## Textabschnitt
Nicht nur das. Die Stadt hat in den vergangenen Jahrzehnten einige strategische Instrumente für die Wirtschaftspolitik gehabt, die aus den öffentlichen Unternehmen bestanden haben. Nun mussten wir zur Kenntnis nehmen, dass die Wunschliste des neuen Senats sich nur dann finanzieren lassen wird, wenn man sich von diesen strategischen Instrumenten ganz oder teilweise verabschiedet.
Man muss nicht mit jeder Entscheidung, die mit diesen strategischen Instrumenten getroffen worden ist, einverstanden sein. Dass es aber Instrumente sind, mit denen man auch strategisch auf die Wirtschaftslage der Stadt Einfluss nehmen kann, ist richtig. Das heißt beispielsweise, dass man sich mit der Hafenpolitik nicht an einen Reeder verkauft – das war einer der Gründe, dass man die HHLA weiter behalten hat – oder die HEW-Aktien noch nicht auf den Markt wirft, bevor man die wichtige Frage der Standorte von Firmenzentralen abschließend geregelt hat,
oder dass man bei der Landesbank nicht die Möglichkeit verschenkt, auch in Zukunft Kredite strategisch zu vergeben. All das ist aufgrund der Vorhaben, die Sie als Senat beschlossen haben, in Gefahr.

## Aufgabenstellung
Aus welchem Grund hat man laut dem Textabschnitt über die Wirtschaftspolitik der Stadt die HHLA weiter behalten? Die Datensätze haben mit dem Textabschnitt nichts zu tun.

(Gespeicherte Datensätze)
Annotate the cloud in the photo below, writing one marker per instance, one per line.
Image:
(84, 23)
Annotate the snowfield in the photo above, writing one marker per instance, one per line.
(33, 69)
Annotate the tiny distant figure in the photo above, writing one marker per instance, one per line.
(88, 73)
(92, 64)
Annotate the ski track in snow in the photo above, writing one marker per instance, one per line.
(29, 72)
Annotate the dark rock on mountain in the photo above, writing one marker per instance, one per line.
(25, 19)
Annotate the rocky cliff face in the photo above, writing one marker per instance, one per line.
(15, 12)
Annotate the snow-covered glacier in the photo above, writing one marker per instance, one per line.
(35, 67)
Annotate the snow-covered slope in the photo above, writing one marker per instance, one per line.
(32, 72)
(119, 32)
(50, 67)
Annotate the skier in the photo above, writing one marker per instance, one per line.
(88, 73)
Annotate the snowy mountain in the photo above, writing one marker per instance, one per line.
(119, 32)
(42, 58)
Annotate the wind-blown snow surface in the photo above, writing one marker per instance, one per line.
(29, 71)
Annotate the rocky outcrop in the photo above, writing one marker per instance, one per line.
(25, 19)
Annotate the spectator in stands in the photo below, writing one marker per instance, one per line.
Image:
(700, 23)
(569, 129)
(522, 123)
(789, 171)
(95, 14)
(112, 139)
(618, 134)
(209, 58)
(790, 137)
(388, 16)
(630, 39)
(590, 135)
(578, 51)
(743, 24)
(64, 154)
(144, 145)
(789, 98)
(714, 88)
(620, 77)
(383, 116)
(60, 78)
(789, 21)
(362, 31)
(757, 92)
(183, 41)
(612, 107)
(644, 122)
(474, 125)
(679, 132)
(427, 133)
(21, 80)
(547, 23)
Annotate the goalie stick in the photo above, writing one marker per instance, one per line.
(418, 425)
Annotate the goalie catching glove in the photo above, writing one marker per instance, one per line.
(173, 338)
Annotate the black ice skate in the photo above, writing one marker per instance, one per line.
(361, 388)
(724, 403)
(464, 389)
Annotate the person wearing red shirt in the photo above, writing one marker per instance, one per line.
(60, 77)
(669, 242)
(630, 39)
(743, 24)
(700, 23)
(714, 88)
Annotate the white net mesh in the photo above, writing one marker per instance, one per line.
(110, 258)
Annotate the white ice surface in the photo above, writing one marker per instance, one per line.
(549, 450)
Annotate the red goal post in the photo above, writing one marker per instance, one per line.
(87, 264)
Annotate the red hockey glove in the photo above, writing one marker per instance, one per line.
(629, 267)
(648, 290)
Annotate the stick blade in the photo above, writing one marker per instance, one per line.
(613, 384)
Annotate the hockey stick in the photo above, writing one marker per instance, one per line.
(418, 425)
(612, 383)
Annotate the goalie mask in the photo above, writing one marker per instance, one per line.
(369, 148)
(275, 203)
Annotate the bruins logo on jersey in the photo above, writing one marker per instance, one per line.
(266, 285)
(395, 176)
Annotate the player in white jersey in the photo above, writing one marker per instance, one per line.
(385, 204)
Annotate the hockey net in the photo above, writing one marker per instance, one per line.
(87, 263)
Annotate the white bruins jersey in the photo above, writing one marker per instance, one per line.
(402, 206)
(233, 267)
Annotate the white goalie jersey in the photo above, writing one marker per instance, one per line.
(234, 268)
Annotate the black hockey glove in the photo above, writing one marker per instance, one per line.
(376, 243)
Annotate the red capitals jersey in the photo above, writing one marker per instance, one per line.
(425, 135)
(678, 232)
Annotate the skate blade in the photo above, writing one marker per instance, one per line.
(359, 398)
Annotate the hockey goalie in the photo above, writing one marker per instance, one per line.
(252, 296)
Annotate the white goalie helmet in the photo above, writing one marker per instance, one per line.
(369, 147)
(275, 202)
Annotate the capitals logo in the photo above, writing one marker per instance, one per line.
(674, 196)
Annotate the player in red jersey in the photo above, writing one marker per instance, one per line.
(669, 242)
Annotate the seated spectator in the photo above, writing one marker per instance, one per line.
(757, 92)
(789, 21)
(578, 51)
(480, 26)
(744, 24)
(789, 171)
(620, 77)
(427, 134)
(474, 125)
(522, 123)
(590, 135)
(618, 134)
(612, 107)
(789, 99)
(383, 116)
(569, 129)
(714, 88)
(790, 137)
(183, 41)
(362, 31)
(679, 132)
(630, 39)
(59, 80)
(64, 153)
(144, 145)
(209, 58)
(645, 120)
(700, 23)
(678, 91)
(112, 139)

## Die Antwort
Damit man sich mit der Hafenpolitik nicht an einen Reeder verkauft.